··· READING TEXT

How large would the steam explosion at Chernobyl have been?

I had the exact same question when I saw the episode. Building on user1476176's answer, I have thoughts as to how someone might have derived a much higher upper bound, though until someone pulls the actual source they used we won't know. They did explicitly say in the episode that other reactors would be engulfed, presumably with their water. That only multiplies the amount of useful fluid a few times, but then there is the exterior reservoir that is itself connected to internal pumps that might also be part of someone else's calculation, since that reservoir would have had nearly 10^6 tons of water judging from Wikipedia's map, which would make the yield upper bound 150 kT TNT. Of course it's not like an open reservoir would magically behave like a steam vessel when lava touches it, but it might be the source of this worst-case calculation.

Another possibility is that our unknown source made the common mistake of assuming that the material in these nuclear reactors can explode like an atomic bomb. If the mass of fuel in a core is about 200 tons (for RBMK reactor) and the yield/weight ratio for the earliest fission bombs is about .05 MT/ton, then we're getting close. I really hope a show as good as this didn't source this datum from somewhere that would make so bad a mistake though.

I had the same question and found an old Guardian articla from 2005 saying that the explosion would come from:

"There was a moment when there was the danger of a nuclear explosion, and they had to get the water out from under the reactor, so that a mixture of uranium and graphite wouldn't get into it - with the water, they would have formed a critical mass. The explosion would have been between three and five megatons. This would have meant that not only Kiev and Minsk, but a large part of Europe would have been uninhabitable. Can you imagine it? A European catastrophe."

https://www.theguardian.com/environment/2005/apr/25/energy.ukraine

The top accepted post (user1476176) has already done a thorough job of calculating the thermodynamics for a steam explosion (spoiler: nowhere near the megaton scale -- they were only off by 10,000X to 100,000X).

To compliment that, here's some intuition for what it takes to achieve a megaton-scale explosion, and why it is so laughably unrealistic to think that could happen by accident in even the worst-possible reactor disaster (i.e., Chernobyl):

1. It took our top scientists and engineers multiple years to achieve kiloton-scale bombs, and years more to achieve megaton-scale bombs using fusion. It was not easy, and they were working with billions to trillions of dollars of government resources at their disposal. If you could just drop some melted corium into water ... they would have done that at least once -- the first H-bomb test involved vaporizing a building-scale cryogenic chilling plant that was keeping the liquid deuterium from boiling away.

Making even kiloton-scale explosions requires precision.

······
··· SOURCE DATA

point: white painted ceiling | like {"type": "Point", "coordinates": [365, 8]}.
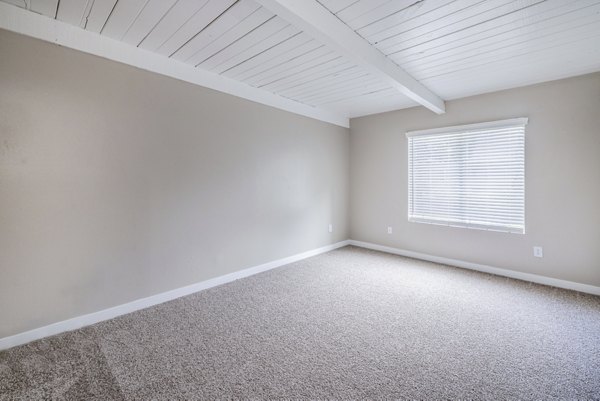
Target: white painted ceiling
{"type": "Point", "coordinates": [455, 48]}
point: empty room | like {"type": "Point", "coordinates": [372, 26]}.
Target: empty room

······

Could you continue the forum thread about the size of the Chernobyl steam explosion, starting right after its last sentence?

Making megaton-scale explosions requires extreme precision, beyond the capabilities of many nation states. And fusion.

2. The largest pure-fission bomb ever tested was on the order of 0.5 megatons. They used huge quantities of weapon grade $^{235}U$ (>95% enrichment), surrounded by a neutron reflecting tamper, and almost instantaneously compressed to super-criticality by two different high-explosives precision engineered to produce a perfectly spherical shock wave. Chernobyl used fuel that was less than 2% enriched, meaning that 98% of it was non-fissile $^{238}U$, and that is before you account for contamination by fission byproducts, melted concrete, and melted steel.

3. Fusion is the only way that weapons engineers have been able to create megaton-scale explosions. And fusion is completely out of the picture here for at least two reasons:

• Bombs depend on fusing rare hydrogen isotopes like deuterium ($^2H$) and tritium ($^3H$) that weren't present at Chernobyl; for deliverable bombs, they use lithium-deuteride which contains deuterium and forms tritium under neutron bombardment (by cracking the lithium). The random fire-hose water that was seeping through Chernobyl was almost entirely (99.98%) composed of normal hydrogen ($^1H$), which is so hard to fuse that we don't / can't use it in bombs.
• Even to fuse $^2H$ and $^3H$, they have to use kiloton-scale fission bombs, combined with precision engineering that uses the fission bomb's x-rays to generate compression that's way beyond what's achievable with conventional explosives. This drives the $^2H$ and $^3H$ atoms together at extreme pressures and temperatures. It's extremely hard to do and, unlike with fission criticality accidents, fusion will never happen by accident. For example, if you moved the tritium from the center of the plutonium pit and just set it next to the bomb, it wouldn't fuse. Fusion is exceedingly difficult to achieve, on a level that's hard to put into words.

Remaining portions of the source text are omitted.